DATA PROVIDED>
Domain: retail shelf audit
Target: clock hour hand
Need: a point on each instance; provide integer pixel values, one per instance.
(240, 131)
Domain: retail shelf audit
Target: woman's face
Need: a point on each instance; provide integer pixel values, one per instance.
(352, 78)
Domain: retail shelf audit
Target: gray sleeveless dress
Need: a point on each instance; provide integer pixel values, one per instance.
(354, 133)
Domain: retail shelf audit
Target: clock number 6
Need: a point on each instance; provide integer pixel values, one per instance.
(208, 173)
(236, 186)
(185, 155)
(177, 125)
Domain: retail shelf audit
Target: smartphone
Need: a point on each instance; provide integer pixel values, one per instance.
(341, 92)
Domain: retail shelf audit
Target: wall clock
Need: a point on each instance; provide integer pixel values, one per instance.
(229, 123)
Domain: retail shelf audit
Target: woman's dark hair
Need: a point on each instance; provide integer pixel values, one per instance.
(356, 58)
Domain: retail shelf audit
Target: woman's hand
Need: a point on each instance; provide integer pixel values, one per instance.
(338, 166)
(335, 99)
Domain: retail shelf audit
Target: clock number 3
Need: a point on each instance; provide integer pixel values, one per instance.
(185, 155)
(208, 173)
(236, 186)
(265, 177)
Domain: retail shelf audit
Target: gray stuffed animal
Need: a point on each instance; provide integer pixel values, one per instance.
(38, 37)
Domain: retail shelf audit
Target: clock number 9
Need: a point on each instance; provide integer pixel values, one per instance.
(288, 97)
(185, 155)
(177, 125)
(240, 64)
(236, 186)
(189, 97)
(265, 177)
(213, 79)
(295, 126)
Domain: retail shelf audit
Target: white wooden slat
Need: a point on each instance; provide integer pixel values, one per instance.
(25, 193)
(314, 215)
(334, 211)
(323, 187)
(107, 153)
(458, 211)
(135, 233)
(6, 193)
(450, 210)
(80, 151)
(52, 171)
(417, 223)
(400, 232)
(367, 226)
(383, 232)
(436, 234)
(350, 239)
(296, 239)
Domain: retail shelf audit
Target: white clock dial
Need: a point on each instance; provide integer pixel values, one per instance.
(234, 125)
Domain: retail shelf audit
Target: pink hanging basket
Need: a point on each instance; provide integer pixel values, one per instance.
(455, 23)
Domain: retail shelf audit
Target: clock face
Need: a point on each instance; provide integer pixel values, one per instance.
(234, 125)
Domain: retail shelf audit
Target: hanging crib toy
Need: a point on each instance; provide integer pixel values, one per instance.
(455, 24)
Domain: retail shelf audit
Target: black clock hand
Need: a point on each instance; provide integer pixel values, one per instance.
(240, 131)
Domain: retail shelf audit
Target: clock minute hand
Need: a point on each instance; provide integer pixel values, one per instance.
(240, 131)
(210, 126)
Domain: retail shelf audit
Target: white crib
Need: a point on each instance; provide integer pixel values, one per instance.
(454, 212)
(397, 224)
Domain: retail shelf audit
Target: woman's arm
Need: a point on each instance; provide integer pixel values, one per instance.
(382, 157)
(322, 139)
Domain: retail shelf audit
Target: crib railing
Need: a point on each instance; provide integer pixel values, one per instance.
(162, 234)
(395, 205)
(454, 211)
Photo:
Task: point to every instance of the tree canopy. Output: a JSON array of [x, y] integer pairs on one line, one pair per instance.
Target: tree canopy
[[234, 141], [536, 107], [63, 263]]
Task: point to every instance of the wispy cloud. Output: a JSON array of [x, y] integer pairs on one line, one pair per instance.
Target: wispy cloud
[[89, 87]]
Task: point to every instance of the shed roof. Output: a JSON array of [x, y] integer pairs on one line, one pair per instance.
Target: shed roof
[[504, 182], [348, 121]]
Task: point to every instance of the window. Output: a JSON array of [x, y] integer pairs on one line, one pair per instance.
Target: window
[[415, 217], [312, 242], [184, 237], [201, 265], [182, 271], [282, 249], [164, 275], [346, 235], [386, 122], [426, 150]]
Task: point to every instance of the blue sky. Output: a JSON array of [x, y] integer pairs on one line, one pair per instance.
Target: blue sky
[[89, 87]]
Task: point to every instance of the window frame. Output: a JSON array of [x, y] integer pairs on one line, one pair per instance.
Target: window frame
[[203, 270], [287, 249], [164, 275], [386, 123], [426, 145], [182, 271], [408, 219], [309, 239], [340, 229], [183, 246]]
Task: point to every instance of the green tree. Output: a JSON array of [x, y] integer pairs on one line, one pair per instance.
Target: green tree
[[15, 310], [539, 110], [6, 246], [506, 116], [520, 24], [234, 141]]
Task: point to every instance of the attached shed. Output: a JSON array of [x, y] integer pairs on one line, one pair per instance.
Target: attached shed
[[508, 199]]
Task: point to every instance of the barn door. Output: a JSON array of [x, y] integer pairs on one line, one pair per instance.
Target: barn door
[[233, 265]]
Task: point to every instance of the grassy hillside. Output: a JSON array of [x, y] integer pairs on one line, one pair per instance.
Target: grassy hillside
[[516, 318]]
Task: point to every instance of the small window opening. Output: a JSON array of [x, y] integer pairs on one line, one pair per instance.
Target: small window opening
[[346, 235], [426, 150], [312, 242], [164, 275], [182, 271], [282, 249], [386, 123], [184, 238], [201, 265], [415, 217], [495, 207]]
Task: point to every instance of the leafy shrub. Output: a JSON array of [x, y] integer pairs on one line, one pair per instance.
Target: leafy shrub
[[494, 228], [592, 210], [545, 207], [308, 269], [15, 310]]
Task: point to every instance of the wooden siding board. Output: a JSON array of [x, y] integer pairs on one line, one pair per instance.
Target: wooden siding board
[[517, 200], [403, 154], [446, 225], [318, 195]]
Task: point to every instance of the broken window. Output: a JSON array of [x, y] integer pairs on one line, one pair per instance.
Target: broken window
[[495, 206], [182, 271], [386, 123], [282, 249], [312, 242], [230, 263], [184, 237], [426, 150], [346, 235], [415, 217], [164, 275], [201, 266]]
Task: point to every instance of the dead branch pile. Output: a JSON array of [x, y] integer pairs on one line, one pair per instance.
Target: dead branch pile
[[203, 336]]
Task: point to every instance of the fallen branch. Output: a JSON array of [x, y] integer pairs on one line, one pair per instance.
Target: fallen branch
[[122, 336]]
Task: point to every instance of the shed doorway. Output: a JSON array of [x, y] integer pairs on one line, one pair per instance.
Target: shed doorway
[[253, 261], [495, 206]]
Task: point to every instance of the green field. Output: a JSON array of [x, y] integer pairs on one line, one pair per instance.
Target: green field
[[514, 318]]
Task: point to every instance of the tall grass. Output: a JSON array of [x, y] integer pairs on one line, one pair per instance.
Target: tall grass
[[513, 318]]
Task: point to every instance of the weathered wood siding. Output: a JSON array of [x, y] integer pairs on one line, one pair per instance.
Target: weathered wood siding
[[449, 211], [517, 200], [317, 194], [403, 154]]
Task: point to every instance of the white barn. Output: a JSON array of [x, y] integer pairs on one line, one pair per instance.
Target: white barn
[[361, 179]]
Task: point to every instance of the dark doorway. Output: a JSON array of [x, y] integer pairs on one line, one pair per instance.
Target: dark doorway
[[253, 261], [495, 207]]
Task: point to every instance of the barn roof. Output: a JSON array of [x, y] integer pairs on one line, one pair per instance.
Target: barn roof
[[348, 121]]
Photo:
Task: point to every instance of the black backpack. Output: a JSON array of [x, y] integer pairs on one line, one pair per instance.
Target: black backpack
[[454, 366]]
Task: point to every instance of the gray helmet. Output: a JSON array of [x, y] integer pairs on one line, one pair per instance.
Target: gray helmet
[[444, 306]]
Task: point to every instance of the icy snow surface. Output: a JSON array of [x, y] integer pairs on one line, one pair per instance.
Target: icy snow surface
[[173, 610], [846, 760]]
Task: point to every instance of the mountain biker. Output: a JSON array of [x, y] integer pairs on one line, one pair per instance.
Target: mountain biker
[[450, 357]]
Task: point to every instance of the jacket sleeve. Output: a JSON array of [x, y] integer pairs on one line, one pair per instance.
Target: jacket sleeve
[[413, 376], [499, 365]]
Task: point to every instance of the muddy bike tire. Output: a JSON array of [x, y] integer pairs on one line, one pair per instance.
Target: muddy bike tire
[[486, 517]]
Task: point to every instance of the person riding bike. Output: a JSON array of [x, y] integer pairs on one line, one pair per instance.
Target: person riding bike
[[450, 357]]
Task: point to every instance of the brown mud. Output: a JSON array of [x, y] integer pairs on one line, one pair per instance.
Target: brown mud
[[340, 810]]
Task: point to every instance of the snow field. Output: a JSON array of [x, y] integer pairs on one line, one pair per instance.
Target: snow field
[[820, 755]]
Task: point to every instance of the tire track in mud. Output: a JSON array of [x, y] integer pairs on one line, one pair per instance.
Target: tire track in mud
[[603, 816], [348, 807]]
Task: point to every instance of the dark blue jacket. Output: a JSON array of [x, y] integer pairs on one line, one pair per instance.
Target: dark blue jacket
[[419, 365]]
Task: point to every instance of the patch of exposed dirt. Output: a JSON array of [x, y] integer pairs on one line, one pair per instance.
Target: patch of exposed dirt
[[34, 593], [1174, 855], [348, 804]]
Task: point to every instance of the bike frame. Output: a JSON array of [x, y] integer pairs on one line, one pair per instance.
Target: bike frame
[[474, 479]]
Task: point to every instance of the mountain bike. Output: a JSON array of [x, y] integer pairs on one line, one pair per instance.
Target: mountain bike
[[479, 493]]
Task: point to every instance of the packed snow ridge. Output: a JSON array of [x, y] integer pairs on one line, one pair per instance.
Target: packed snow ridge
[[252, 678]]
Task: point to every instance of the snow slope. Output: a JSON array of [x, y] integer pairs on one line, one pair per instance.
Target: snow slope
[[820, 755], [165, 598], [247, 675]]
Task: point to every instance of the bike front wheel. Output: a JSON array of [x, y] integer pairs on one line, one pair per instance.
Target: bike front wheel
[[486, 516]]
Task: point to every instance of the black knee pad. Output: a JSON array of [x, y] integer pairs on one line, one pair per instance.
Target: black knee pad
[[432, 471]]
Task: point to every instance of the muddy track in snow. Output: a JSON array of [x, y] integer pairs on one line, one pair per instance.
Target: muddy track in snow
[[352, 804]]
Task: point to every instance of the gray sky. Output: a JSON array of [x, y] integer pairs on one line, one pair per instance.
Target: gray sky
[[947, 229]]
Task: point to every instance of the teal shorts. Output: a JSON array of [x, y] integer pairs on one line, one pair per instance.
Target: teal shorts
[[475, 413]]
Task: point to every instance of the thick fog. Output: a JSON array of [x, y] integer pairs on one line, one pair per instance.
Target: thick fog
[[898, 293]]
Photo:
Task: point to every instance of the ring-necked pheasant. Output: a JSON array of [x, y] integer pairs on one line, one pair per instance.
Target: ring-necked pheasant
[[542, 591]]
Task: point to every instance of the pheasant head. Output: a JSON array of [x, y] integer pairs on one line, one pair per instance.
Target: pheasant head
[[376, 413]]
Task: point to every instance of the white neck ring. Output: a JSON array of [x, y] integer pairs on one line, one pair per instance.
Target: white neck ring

BRIEF> In the material above, find each line that has the string "hanging" and return it.

EXERCISE SOLUTION>
Target: pink hanging basket
Target: hanging crib toy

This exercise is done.